##### ENTRIES PROVIDED #####

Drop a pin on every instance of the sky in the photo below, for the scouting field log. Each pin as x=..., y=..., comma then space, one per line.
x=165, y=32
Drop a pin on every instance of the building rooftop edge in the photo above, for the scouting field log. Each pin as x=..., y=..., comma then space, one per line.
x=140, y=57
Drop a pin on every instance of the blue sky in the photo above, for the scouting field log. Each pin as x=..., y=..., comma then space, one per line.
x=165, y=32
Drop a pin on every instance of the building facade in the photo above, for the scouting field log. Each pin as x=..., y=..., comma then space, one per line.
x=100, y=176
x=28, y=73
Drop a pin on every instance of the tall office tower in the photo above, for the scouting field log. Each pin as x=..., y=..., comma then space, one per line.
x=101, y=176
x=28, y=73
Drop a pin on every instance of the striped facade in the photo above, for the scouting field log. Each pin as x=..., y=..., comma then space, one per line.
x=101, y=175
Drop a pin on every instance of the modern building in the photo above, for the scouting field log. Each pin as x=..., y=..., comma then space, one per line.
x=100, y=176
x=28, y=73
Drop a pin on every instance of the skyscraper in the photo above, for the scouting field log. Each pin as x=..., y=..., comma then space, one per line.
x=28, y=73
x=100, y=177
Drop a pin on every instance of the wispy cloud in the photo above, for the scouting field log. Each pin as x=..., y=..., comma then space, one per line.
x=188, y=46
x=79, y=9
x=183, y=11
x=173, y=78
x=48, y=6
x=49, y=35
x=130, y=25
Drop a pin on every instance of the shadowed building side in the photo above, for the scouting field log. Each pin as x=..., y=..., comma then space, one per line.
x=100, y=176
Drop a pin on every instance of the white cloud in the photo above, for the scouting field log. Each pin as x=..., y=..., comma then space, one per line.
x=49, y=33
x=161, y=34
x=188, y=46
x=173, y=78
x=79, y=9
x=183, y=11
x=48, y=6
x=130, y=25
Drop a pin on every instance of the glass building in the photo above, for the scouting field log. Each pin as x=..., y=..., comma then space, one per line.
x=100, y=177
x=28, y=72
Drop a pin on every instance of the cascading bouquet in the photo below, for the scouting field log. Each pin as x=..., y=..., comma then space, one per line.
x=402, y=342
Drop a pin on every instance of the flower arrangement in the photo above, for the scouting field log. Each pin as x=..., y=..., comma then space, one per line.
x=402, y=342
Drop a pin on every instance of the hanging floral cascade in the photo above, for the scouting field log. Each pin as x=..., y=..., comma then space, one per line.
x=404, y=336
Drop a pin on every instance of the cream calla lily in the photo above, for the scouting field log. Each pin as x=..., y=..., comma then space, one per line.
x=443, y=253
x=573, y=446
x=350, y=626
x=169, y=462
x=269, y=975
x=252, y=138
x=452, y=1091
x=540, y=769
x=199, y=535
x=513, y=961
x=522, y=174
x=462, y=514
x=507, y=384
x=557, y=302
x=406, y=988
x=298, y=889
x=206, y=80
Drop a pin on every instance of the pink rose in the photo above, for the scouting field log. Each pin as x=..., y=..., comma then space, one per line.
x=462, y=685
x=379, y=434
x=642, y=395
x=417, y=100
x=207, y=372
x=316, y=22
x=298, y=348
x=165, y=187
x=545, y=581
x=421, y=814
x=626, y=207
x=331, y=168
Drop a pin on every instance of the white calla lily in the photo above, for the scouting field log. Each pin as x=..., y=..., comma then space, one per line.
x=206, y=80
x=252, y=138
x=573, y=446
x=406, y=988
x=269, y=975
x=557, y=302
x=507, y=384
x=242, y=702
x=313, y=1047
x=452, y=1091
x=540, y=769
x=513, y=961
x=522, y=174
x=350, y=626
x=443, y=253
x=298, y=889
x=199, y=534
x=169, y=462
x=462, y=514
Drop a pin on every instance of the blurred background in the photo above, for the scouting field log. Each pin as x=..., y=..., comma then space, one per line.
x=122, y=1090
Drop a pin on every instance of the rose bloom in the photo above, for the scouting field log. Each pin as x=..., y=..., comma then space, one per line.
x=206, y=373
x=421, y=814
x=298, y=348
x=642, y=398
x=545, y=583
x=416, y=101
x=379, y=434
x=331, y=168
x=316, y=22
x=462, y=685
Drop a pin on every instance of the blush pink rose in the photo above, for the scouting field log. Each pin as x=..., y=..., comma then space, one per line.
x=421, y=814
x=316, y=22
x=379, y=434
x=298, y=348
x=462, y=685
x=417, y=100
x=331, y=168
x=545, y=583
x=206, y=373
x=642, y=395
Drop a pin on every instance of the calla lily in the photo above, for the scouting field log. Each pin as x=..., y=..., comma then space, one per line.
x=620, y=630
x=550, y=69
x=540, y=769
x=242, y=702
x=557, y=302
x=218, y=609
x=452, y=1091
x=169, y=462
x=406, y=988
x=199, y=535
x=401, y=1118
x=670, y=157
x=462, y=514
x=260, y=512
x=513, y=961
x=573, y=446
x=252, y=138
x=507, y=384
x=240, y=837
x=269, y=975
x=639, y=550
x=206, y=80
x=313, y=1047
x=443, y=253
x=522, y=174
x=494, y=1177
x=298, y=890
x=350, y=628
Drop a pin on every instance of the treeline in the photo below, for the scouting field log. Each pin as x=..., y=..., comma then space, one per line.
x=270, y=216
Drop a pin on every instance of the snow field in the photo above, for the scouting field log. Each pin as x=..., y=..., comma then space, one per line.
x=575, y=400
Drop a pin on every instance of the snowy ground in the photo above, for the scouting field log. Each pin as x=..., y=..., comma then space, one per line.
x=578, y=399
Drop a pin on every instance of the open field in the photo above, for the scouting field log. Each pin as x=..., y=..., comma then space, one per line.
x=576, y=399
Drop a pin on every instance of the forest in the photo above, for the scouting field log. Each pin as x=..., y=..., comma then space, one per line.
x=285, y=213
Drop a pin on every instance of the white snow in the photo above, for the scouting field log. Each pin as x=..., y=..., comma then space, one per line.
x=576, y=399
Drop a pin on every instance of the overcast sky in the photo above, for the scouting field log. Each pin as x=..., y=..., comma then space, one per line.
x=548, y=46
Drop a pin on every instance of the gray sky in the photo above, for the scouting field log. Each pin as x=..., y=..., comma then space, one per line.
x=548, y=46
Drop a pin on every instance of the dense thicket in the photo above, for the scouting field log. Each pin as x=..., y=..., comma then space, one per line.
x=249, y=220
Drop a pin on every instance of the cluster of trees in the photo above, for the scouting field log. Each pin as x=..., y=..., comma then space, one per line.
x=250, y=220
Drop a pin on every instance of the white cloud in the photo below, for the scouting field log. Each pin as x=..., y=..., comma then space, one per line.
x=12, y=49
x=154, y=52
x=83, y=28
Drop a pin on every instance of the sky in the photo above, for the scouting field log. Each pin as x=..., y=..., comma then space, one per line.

#####

PROBLEM
Reproduce all of the entries above, substituting "site survey log" for each occurrence of "scouting field log" and leaving everything else unchanged.

ANSWER TO THE TASK
Drop a pin on every instance of the sky in the photo below, for the site survey log. Each pin as x=..., y=..., comma then space, one per line.
x=165, y=32
Drop a pin on every instance of the building rooftop edge in the photo above, for the site survey log. Each pin as x=..., y=..., comma then space, one per line.
x=140, y=57
Drop a pin on every instance of the blue sky in the photo above, for the site survey log. Each pin as x=..., y=..., comma then space, one per line.
x=165, y=32
Drop a pin on every instance of the building facade in the photo above, for the site survey log. Each pin as x=..., y=..., comma then space, one per line.
x=100, y=176
x=28, y=73
Drop a pin on every instance of the tall office tower in the photo above, for the site survey log. Each pin as x=..., y=..., comma then space, one per line.
x=101, y=176
x=28, y=73
Drop a pin on every instance of the striped facade in the photo above, for the site survey log. Each pin as x=..., y=..., comma then space, one per line.
x=101, y=175
Drop a pin on every instance of the modern building in the photo above, for the site survey log. Each pin as x=..., y=..., comma then space, one per line.
x=100, y=176
x=28, y=73
Drop a pin on every instance of the skyscraper in the photo above, for the site survey log. Each pin as x=..., y=..., comma then space, one per line.
x=28, y=73
x=100, y=177
Drop a pin on every instance of the wispy cloud in the photo above, for the site survey log. Each pin as x=..., y=..., comma then space, one per line.
x=188, y=46
x=79, y=9
x=183, y=11
x=173, y=78
x=48, y=6
x=49, y=35
x=130, y=25
Drop a pin on every instance of the shadowed building side in the photo above, for the site survey log. Each pin as x=..., y=..., comma then space, one per line.
x=100, y=176
Drop a pin on every instance of the white cloud in the photo above, for the site survey log. Each pin as x=..., y=..., comma then space, one per line.
x=49, y=33
x=161, y=34
x=188, y=46
x=173, y=78
x=79, y=9
x=183, y=11
x=48, y=6
x=130, y=25
Drop a pin on every instance of the glass building in the photo above, for the site survey log. Each pin as x=..., y=..., comma then space, one per line.
x=100, y=177
x=28, y=72
Drop a pin on every instance of the cascading bouquet in the photo below, for the site survey log. Each pin as x=..., y=..., comma then space, one per line.
x=402, y=342
Drop a pin on every instance of the flower arrangement in the photo above, for the site survey log. Each pin as x=..., y=..., comma then space, one per line.
x=402, y=342
Drop a pin on every instance of the hanging floral cascade in the photo above, for the site survey log. Each pin as x=..., y=..., comma then space, one per line.
x=404, y=336
Drop a pin on every instance of the cream calla lily in the photo above, for the site survey log. Each pin as x=..., y=..., comma then space, one per line.
x=443, y=253
x=573, y=446
x=350, y=626
x=169, y=462
x=269, y=975
x=252, y=138
x=452, y=1091
x=540, y=769
x=199, y=535
x=513, y=961
x=522, y=174
x=462, y=514
x=507, y=384
x=557, y=302
x=406, y=988
x=298, y=889
x=206, y=80
Drop a pin on every instance of the pink rose in the photo above, for the site survey log. Each pin as x=..., y=..., comma then space, one per line.
x=462, y=685
x=379, y=434
x=642, y=395
x=417, y=100
x=207, y=372
x=316, y=22
x=298, y=348
x=165, y=187
x=545, y=581
x=421, y=814
x=626, y=207
x=331, y=168
Drop a pin on every instance of the white calla lily in the photo above, for the site survey log. Each pin as x=..., y=..., comma then space, one per line.
x=206, y=80
x=252, y=138
x=573, y=446
x=406, y=988
x=269, y=975
x=557, y=302
x=507, y=384
x=242, y=702
x=313, y=1047
x=452, y=1091
x=540, y=769
x=513, y=961
x=522, y=174
x=350, y=626
x=443, y=253
x=298, y=889
x=199, y=534
x=169, y=462
x=462, y=514
Drop a pin on every instance of the blurred background in the photo above, for the site survey log. Each pin as x=..., y=..., comma then space, one per line.
x=122, y=1090
Drop a pin on every instance of the rose bloom in the photo above, for the site survey log. Each pin as x=..., y=..., comma then space, one per line.
x=206, y=373
x=421, y=814
x=298, y=348
x=642, y=398
x=545, y=583
x=416, y=101
x=379, y=434
x=331, y=168
x=316, y=22
x=462, y=685
Drop a pin on every instance of the blush pink rose in the photo above, for the site survey log. Each pin as x=..., y=..., comma then space, one per line.
x=421, y=814
x=316, y=22
x=379, y=434
x=298, y=348
x=462, y=685
x=417, y=100
x=331, y=168
x=545, y=583
x=206, y=373
x=642, y=395
Drop a pin on every instance of the calla lily in the photo above, for the site survey log. Each pin as x=..., y=..., comma then space, one per line.
x=620, y=630
x=550, y=69
x=540, y=769
x=242, y=702
x=557, y=302
x=218, y=609
x=452, y=1091
x=169, y=462
x=406, y=988
x=199, y=535
x=401, y=1118
x=670, y=157
x=462, y=514
x=260, y=512
x=513, y=961
x=573, y=446
x=252, y=138
x=507, y=384
x=240, y=837
x=269, y=975
x=639, y=550
x=206, y=80
x=313, y=1047
x=443, y=253
x=522, y=174
x=494, y=1177
x=298, y=890
x=350, y=628
Drop a pin on every instance of the treeline in the photo below, for the site survey log. Each pin as x=..., y=..., comma then space, one per line.
x=270, y=216
Drop a pin on every instance of the snow field in the photo above, for the site survey log. Each pin as x=..., y=..., comma then space, one per line.
x=575, y=400
Drop a pin on every instance of the snowy ground in the photo above, for the site survey log. Each pin as x=..., y=..., comma then space, one per line.
x=578, y=399
Drop a pin on every instance of the open field in the photo above, for the site survey log. Each pin as x=..., y=..., comma then space, one per line.
x=576, y=399
Drop a pin on every instance of the forest in the photo above, for the site survey log. Each pin as x=..., y=..., comma then space, one per line.
x=285, y=213
Drop a pin on every instance of the white snow in the photo above, for the site survey log. Each pin as x=..., y=..., comma then space, one per line.
x=576, y=399
Drop a pin on every instance of the overcast sky in the photo above, for the site survey log. Each pin as x=..., y=..., comma then space, one per line.
x=548, y=46
Drop a pin on every instance of the gray sky in the photo above, for the site survey log. Each pin as x=..., y=..., comma then space, one per line.
x=548, y=46
Drop a pin on every instance of the dense thicket in the photo above, for the site survey log. Each pin as x=..., y=..., comma then space, one per line.
x=249, y=220
Drop a pin on every instance of the cluster of trees in the photo above, for the site survey log. Each pin as x=..., y=..., comma then space, one per line.
x=250, y=220
Drop a pin on every instance of the white cloud in the photo below, for the site survey log. Each pin as x=..., y=..., comma then space, one per line.
x=12, y=49
x=154, y=52
x=83, y=28
Drop a pin on every instance of the sky in the photo above, for the site survey log. Each pin as x=..., y=..., comma then space, one per line.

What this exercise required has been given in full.